• [Goal]:
Please pick out every line in the rows below that contains the string "yellow" and copy each one. Treat uppercase and lowercase as different.

Items from a dataset
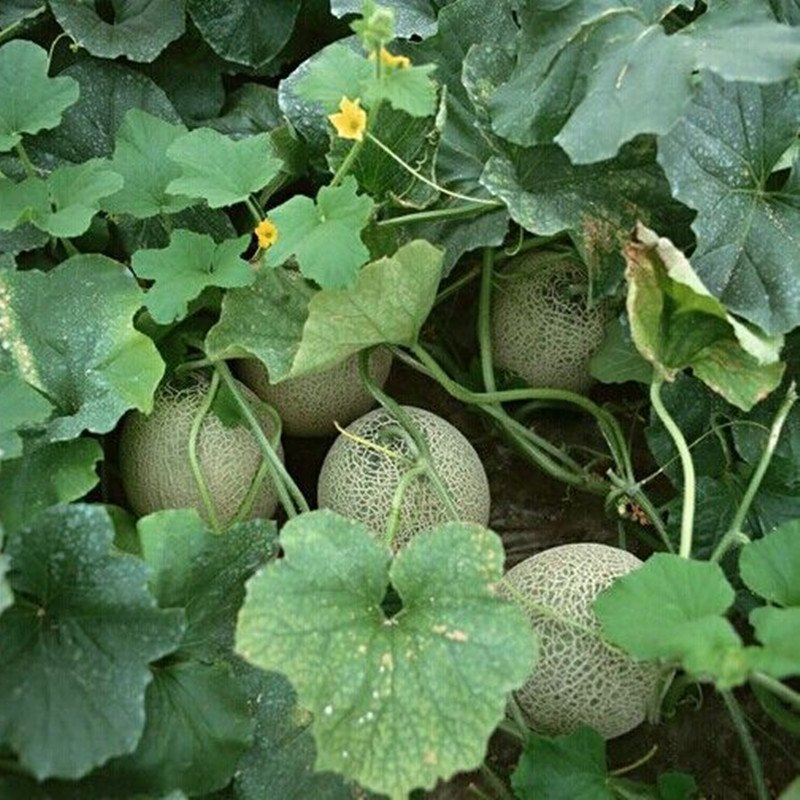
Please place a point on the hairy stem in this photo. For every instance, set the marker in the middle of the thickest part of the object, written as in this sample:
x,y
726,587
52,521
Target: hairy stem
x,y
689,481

...

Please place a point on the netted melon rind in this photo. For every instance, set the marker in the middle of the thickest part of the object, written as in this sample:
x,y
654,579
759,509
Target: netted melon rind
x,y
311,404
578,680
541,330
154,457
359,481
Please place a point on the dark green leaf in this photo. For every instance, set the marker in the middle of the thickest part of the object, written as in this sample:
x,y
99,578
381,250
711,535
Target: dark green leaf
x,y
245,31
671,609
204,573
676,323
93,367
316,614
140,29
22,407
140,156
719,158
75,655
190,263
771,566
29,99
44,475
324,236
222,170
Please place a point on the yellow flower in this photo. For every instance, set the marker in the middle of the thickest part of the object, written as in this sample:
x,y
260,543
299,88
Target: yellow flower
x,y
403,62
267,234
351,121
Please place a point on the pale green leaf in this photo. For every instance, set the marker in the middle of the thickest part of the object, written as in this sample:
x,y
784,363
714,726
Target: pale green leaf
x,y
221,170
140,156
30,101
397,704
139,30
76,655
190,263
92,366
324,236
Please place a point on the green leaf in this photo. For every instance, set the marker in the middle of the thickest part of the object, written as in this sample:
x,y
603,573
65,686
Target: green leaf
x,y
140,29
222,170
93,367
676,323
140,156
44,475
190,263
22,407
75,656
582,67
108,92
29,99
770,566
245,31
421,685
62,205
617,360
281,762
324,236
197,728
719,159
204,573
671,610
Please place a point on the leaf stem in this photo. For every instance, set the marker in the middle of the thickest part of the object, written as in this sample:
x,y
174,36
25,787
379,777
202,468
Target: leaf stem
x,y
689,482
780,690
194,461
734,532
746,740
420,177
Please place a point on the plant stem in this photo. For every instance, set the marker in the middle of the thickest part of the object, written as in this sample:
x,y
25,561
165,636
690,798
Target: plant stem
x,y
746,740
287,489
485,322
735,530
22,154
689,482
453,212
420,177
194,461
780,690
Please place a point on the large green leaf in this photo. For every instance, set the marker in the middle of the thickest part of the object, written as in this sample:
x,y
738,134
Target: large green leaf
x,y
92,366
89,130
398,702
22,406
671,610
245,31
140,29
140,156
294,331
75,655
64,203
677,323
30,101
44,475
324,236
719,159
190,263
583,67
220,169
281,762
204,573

• [Right answer]:
Please place a point on the yellow flower in this photo. For every instance, set the marker in the middle of the thickest part of the object, written as in this sample:
Target: yellow flower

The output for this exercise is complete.